_Collected data_
============

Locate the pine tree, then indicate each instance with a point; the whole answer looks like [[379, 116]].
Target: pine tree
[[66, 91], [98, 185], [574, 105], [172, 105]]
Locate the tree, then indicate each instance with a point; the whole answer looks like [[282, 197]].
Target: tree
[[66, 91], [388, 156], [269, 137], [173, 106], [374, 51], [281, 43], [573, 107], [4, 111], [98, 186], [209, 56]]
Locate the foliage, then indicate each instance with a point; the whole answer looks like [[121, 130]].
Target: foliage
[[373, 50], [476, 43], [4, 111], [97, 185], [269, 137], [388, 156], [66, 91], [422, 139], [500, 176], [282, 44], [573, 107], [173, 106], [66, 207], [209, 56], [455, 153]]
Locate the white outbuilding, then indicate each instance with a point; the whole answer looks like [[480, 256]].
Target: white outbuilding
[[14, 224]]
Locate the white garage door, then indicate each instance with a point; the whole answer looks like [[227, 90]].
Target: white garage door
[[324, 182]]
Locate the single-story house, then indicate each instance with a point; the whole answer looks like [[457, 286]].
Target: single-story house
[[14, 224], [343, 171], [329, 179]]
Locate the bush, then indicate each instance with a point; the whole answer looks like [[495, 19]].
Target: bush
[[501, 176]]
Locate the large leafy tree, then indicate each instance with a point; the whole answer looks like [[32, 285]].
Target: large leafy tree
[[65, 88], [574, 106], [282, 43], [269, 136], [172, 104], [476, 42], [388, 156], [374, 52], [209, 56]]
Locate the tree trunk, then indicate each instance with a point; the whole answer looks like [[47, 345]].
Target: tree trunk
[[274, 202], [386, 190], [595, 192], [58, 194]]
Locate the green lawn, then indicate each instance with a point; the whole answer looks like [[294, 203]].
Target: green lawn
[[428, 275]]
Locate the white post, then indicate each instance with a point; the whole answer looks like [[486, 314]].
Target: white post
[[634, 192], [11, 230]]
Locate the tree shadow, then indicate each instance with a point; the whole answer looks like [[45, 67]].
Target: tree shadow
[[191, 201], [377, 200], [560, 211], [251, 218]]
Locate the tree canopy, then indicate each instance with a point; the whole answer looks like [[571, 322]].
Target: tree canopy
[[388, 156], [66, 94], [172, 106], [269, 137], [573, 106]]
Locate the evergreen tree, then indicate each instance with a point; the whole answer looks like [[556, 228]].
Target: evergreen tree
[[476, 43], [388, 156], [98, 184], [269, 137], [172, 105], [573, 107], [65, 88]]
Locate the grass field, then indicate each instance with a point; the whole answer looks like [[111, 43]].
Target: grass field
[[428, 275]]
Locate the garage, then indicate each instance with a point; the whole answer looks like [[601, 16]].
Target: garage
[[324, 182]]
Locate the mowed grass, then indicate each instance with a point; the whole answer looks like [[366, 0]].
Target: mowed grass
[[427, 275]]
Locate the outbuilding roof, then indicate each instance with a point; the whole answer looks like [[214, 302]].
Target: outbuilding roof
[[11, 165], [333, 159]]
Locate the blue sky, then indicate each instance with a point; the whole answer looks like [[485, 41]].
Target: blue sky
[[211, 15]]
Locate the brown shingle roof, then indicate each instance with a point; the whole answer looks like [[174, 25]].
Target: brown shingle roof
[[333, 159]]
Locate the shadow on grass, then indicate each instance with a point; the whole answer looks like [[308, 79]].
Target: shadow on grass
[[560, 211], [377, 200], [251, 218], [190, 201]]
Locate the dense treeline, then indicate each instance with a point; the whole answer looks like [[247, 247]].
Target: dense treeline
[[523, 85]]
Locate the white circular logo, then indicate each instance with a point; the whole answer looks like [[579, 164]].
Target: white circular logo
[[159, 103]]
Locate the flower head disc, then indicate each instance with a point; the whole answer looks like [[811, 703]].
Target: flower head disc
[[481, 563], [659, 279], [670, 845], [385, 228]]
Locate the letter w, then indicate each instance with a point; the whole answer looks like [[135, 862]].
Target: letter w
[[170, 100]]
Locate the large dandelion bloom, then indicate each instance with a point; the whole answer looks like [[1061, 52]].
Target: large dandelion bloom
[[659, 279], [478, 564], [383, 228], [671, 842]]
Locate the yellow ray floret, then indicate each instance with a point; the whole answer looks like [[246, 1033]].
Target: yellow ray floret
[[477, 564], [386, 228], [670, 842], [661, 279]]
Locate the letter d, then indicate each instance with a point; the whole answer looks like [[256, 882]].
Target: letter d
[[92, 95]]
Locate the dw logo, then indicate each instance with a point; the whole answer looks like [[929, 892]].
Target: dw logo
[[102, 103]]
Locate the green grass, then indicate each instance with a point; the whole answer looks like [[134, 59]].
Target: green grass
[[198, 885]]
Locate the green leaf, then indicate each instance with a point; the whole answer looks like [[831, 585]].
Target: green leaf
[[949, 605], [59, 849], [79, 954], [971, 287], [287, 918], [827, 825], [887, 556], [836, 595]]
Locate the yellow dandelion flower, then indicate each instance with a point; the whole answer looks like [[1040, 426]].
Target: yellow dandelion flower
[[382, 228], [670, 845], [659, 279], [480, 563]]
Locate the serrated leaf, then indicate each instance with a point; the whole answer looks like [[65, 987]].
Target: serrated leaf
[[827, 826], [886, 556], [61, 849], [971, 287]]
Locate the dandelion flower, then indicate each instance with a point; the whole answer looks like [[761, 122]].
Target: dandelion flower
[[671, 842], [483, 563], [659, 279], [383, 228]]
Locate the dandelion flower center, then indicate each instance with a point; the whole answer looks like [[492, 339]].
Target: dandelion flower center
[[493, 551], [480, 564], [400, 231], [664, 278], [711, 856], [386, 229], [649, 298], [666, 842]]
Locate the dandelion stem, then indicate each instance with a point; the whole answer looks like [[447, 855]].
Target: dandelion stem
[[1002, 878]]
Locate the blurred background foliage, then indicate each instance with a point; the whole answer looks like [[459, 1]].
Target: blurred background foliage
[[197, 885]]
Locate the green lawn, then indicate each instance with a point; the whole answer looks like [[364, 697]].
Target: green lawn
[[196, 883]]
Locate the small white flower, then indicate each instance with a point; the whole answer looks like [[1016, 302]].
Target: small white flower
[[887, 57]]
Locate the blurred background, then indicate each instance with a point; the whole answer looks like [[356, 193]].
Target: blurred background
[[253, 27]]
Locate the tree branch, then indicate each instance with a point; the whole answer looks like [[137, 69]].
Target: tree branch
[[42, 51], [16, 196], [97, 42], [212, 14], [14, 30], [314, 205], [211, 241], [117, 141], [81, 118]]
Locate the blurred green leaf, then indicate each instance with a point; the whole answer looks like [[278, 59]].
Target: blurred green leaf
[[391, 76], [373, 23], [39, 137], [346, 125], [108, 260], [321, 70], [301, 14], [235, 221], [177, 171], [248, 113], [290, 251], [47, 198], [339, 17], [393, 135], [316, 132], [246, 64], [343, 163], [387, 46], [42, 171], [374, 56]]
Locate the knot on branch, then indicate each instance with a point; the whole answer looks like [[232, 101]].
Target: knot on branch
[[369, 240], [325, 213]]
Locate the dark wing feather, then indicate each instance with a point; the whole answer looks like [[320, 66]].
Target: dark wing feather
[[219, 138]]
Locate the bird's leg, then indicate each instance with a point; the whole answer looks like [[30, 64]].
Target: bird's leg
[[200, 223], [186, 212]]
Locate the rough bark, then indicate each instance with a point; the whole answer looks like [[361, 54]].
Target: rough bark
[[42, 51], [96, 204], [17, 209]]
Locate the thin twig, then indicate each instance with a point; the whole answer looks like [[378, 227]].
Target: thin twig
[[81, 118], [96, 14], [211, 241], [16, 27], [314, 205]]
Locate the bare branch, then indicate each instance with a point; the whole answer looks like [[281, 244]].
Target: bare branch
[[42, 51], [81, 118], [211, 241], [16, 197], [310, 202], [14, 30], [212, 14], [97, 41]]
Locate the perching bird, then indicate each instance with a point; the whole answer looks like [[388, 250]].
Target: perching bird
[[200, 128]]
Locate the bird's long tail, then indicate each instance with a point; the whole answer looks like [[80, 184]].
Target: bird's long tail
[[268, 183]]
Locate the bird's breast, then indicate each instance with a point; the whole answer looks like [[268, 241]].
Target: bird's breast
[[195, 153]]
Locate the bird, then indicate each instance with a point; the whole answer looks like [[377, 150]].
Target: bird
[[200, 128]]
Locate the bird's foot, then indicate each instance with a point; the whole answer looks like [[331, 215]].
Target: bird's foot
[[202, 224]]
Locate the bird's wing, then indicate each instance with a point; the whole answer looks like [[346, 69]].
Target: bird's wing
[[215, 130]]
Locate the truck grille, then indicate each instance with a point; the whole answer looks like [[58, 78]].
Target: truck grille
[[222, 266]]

============

_Task prompt_
Can you put the records from the line with "Locate the thin" to the line with "[[202, 224]]" into a two-column CSV with the columns text and answer, one row per record, each value in a single quoted field with line breaks turned into spaces?

_Answer to the task_
text,answer
"Locate the thin twig, then indicate each instance with a point; the whole answer looks like [[378, 227]]. Target: thin twig","[[81, 118], [96, 14], [211, 241], [16, 27], [314, 205]]"
"Locate the bare branch, then indicate each instance with a point; the whole answer looks like [[281, 244]]. Target: bare branch","[[42, 51], [81, 118], [211, 241], [16, 197], [310, 202], [14, 30], [212, 14], [97, 41]]"
"Locate the perching bird, then indicate each instance with a point; the whole answer looks like [[388, 250]]. Target: perching bird","[[200, 128]]"
"Locate the bird's long tail, then indicate each instance with a point; the whole answer looks like [[80, 184]]. Target: bird's long tail","[[268, 183]]"
"Locate the bird's breast, then indicate each instance with a point; the whole answer looks like [[268, 241]]. Target: bird's breast","[[195, 153]]"
"Locate the bird, then indicate each instance with a point; the whole answer looks like [[377, 150]]. Target: bird","[[200, 128]]"
"Locate the bird's foot, then indicate each instance with a point; the whole answer looks like [[331, 215]]. Target: bird's foot","[[202, 224]]"